Another situation is in the so-called drag configuration when the layers are not connected at any point. The drive-current in the upper layer pulls electrons and their stripes in one direction in this layer. The electrically coupled alternatively aligned stripe structure in the bottom layer is dragged in the same direction allowing the same energy trade-off as in the static case. Both IQHE-reentrant state and exciton BEC superfluid are possible here and the phase diagram displays energy competition between these phases—as shown in the Figure 3b).

In the so-called drag configuration, which corresponds to the case when layers are not locked-up [76,94,95] (not closed circuit), the drive-current in one layer pulls a drag-voltage. In the counterflow configuration, when layer are locked-up, the superfluidity of the BEC of indirect excitons is believed to explain the observed drop to zero of $R_{xx}$ and $R_{xy}$ in both layers, whereas in the case of the drag (parallel) configuration $R_{xx}^{drive}=R_{xx}^{drag}=0$ and $R_{xy}^{drive}=R_{xy}^{drag}=\frac{h}{e^2}$ are referred rather to the IQH-reentrant correlation in the total system [19,20,56,75,76], cf. Figure 3.

------------

**PROBLEM 1**
List every line of the listing that contains the string "cloud".
The listing below is unrelated to the passage above.

------------

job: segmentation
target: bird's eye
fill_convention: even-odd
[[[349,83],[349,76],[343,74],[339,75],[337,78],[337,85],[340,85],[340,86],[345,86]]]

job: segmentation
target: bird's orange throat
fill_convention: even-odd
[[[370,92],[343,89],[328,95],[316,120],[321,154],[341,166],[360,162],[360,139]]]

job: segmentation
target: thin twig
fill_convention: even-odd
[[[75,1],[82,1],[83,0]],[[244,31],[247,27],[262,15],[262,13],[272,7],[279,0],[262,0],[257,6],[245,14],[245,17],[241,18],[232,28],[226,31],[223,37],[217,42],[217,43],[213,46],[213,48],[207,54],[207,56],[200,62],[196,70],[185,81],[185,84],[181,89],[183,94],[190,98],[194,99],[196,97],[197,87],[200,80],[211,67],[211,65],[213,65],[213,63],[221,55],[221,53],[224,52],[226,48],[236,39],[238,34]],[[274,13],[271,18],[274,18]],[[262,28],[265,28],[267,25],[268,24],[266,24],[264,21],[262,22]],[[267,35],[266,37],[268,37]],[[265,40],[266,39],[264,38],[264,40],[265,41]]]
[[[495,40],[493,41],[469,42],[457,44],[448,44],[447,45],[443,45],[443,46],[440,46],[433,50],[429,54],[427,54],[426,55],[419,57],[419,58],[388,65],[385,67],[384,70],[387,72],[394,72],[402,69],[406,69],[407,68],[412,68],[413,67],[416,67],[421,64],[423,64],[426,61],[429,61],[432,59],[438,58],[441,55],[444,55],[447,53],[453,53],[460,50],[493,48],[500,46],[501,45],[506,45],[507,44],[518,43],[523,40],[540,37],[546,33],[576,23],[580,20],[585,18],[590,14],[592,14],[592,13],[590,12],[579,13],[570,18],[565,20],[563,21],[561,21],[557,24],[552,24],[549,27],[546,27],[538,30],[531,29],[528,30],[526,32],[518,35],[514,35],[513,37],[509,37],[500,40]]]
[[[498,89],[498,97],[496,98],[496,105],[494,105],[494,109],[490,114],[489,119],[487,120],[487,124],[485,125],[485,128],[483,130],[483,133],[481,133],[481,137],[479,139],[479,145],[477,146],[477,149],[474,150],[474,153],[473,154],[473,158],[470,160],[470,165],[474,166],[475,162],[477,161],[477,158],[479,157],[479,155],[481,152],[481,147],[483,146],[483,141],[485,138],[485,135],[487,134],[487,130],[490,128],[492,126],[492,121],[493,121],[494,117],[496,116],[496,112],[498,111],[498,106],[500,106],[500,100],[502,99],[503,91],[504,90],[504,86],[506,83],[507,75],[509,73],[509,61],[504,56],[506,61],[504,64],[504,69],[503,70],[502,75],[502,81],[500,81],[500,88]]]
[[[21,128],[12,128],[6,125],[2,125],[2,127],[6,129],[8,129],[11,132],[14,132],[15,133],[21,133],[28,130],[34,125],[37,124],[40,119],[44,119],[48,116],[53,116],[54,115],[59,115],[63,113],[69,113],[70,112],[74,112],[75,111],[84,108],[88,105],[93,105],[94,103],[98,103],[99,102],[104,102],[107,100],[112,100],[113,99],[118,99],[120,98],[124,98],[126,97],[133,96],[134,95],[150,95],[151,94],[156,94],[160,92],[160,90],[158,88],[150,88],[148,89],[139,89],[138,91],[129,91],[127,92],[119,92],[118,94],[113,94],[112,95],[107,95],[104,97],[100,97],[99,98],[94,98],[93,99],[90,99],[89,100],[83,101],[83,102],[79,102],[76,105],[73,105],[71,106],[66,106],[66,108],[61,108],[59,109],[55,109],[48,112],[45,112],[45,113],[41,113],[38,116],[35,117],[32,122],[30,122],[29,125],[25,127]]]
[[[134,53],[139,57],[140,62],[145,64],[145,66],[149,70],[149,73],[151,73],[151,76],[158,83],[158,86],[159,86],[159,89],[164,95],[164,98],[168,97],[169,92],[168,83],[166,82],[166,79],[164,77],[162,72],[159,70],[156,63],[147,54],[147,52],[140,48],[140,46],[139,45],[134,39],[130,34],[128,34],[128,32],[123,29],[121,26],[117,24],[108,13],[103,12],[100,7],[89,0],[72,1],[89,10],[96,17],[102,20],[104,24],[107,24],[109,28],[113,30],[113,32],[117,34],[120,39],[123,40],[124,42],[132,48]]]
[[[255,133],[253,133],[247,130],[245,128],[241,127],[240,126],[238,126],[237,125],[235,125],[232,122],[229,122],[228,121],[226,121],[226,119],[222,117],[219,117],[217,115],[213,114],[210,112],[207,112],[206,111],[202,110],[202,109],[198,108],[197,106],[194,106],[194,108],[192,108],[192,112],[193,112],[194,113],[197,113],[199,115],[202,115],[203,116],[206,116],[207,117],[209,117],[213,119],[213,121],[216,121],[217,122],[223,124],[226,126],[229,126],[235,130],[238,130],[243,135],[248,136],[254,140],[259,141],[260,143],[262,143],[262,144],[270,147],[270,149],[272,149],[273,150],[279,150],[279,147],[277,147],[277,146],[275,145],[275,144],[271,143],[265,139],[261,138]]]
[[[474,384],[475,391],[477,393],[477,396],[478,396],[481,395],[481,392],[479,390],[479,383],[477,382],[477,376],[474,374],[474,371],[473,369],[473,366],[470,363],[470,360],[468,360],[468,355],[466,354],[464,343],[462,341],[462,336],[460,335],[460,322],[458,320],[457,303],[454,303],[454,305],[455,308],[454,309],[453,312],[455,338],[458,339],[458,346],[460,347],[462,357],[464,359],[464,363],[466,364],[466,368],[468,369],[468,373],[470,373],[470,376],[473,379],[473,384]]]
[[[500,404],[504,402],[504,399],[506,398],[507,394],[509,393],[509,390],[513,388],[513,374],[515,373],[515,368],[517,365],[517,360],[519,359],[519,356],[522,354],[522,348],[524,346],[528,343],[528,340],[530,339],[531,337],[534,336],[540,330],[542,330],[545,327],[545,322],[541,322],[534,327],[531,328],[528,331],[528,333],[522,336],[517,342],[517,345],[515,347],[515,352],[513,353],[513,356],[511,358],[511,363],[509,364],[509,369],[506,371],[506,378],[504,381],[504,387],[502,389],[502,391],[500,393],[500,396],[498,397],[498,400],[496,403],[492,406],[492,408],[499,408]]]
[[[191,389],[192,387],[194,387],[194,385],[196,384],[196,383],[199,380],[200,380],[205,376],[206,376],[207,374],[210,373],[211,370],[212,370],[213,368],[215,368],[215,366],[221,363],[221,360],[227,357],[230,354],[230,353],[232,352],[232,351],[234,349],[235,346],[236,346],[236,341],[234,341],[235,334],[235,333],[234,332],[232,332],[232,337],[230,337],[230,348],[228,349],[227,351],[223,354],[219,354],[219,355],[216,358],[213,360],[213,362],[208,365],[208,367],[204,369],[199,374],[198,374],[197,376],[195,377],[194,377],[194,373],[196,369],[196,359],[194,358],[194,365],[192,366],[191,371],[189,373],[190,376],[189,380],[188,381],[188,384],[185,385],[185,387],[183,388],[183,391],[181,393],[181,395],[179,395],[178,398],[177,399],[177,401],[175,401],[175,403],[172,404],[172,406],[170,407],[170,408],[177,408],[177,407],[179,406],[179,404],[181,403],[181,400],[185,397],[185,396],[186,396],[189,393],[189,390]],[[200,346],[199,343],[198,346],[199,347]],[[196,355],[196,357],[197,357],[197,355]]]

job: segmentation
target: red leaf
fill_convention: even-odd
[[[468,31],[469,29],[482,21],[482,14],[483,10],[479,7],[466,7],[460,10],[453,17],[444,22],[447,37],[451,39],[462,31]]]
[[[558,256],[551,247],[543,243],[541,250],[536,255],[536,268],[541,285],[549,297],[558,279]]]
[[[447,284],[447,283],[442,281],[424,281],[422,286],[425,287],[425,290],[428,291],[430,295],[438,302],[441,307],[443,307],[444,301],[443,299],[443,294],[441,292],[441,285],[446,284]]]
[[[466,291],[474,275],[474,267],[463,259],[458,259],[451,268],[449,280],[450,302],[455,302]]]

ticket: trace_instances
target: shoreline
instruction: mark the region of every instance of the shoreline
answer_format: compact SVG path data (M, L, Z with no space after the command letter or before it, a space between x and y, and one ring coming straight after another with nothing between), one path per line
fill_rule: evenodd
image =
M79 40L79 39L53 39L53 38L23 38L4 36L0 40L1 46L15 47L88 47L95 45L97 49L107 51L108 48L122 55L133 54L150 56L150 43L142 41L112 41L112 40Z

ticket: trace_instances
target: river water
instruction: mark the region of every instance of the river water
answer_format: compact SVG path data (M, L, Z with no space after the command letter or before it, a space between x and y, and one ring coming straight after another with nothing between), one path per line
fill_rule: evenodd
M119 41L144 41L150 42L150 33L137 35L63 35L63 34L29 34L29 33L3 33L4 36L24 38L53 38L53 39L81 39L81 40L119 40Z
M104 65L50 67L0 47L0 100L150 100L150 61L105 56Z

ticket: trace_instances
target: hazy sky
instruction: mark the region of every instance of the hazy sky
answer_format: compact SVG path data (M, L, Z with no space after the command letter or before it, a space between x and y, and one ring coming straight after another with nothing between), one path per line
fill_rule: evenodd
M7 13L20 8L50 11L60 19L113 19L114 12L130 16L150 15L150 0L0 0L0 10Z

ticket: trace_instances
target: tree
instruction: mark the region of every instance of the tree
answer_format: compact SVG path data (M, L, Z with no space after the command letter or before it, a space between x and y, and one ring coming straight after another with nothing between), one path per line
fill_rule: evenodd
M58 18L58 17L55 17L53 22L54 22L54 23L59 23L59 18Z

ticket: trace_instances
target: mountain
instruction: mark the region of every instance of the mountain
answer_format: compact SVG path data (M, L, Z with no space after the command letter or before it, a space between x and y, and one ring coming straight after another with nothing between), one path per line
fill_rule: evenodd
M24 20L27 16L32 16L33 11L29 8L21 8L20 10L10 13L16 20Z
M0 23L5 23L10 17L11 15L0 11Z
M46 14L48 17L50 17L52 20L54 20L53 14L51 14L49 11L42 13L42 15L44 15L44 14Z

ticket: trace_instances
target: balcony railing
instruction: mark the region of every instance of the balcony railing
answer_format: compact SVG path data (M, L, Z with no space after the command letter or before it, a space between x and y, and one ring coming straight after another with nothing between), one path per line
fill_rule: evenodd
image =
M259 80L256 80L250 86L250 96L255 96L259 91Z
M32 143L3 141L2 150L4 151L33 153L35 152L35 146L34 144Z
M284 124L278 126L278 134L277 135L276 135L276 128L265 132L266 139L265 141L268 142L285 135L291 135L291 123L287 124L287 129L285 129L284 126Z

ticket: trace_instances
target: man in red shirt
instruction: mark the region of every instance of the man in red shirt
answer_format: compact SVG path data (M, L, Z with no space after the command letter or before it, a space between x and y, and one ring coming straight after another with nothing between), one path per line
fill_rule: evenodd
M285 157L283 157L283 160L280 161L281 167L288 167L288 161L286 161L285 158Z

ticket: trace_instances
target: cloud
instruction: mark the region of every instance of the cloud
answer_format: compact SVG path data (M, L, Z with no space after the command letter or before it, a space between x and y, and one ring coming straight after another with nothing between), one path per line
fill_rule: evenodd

------------

**PROBLEM 2**
Summarize the passage on the drag configuration in two sentences.

**CORRECT RESULT 1**
target: cloud
instruction: mark the region of every instance of the cloud

**CORRECT RESULT 2**
In the drag configuration the layers are not connected, so the drive current in the upper layer pulls electrons and their stripes one way and drags the coupled stripe structure in the bottom layer in the same direction. Both an IQHE-reentrant state and an exciton BEC superfluid are possible there, and while superfluidity of the indirect-exciton BEC is believed to explain the zero R_xx and R_xy in the locked-up counterflow case, the drag results (zero R_xx and R_xy equal to h/e² in both layers) are referred to IQH-reentrant correlation in the total system.